**To do**
The answer is to be all of the data below, reproduced exactly.

**Records for processing**
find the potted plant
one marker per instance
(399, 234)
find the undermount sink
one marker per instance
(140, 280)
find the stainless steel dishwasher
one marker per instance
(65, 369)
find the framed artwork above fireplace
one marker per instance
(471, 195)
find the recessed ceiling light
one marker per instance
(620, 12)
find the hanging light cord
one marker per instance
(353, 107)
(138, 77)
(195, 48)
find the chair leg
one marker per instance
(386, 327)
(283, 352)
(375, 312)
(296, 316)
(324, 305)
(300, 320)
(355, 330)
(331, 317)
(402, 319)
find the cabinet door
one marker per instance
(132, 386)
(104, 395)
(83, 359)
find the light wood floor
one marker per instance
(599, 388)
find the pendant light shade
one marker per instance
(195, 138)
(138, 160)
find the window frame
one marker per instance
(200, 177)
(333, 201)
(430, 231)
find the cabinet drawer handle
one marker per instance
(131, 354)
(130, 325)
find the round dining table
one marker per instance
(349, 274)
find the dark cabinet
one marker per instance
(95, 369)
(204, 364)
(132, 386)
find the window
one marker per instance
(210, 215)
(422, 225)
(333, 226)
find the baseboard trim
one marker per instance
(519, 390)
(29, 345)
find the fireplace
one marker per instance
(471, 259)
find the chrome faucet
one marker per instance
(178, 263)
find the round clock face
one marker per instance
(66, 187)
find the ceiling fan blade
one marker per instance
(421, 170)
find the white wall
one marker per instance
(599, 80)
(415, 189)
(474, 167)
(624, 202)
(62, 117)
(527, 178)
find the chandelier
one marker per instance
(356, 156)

**Response**
find the potted plant
one marker per instance
(399, 234)
find the undermount sink
one marker per instance
(140, 280)
find the stainless steel dishwasher
one marker per instance
(65, 369)
find the framed artwork above fireplace
one marker per instance
(471, 195)
find the recessed ceiling light
one marker per instance
(620, 12)
find the hanging light cord
one marker per instance
(353, 107)
(138, 77)
(195, 48)
find the chair leg
one marker per instance
(386, 327)
(283, 352)
(375, 312)
(296, 316)
(324, 305)
(300, 320)
(355, 330)
(331, 317)
(402, 319)
find the cabinet door
one marker per instance
(132, 386)
(104, 395)
(83, 359)
find the light wood floor
one marker per instance
(599, 388)
find the pendant light shade
one marker per instance
(195, 138)
(138, 160)
find the window frame
one marker per instance
(200, 177)
(333, 201)
(430, 231)
find the cabinet drawer handle
one marker per instance
(131, 354)
(130, 325)
find the round dining table
one marker per instance
(349, 274)
find the dark cabinet
one marker per instance
(95, 369)
(204, 364)
(132, 386)
find the window
one marker per instance
(210, 215)
(422, 225)
(333, 226)
find the baseboard trim
one marker per instance
(519, 390)
(29, 345)
find the fireplace
one marker per instance
(471, 259)
find the chrome faucet
one marker per instance
(178, 263)
find the round clock face
one marker per instance
(66, 187)
find the ceiling fan blade
one marker per instance
(421, 170)
find the white wall
one marker per instance
(599, 80)
(415, 189)
(474, 167)
(624, 202)
(62, 117)
(527, 178)
find the chandelier
one marker per instance
(356, 156)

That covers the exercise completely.